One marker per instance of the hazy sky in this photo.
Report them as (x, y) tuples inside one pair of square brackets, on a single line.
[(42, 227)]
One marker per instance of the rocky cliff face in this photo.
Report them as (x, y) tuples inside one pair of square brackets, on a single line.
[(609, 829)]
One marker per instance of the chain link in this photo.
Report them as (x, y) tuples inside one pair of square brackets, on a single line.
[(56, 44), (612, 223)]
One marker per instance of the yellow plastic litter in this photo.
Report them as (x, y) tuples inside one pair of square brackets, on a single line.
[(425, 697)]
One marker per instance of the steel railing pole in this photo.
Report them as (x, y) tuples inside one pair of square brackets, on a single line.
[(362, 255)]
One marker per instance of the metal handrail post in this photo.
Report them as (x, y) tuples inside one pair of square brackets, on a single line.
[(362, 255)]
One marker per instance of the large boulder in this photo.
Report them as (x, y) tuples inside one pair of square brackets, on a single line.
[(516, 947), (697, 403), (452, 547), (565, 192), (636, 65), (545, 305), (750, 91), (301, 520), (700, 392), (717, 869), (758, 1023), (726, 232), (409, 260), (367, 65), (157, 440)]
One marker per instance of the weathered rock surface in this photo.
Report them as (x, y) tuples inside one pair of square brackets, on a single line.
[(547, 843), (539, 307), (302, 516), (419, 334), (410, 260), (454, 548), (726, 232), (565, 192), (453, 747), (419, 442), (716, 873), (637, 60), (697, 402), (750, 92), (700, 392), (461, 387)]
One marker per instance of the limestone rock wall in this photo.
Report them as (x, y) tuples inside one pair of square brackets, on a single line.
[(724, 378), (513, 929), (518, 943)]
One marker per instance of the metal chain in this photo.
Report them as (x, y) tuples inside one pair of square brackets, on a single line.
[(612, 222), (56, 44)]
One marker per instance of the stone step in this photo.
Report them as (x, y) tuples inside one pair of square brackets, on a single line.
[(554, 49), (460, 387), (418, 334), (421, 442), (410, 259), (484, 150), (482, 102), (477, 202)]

==============================

### Aim of the task
Collect the complete line wherever the string "this" appears in the records.

### Reply
One marker per instance of the hazy sky in this photo.
One marker per instance of the rocky cliff face in this photo.
One marker per instance of the chain link in this photo.
One marker per instance of the yellow plastic litter in this photo.
One marker per instance of the steel railing pole in this photo.
One marker per instance of the metal handrail post in this photo.
One marker per instance of the large boulder in this photo.
One marker per instance of the weathered rock surface in this photo.
One marker per instance of the limestone rock wall in this photo.
One marker per instance of the metal chain in this photo.
One marker per instance of the stone step in this photo.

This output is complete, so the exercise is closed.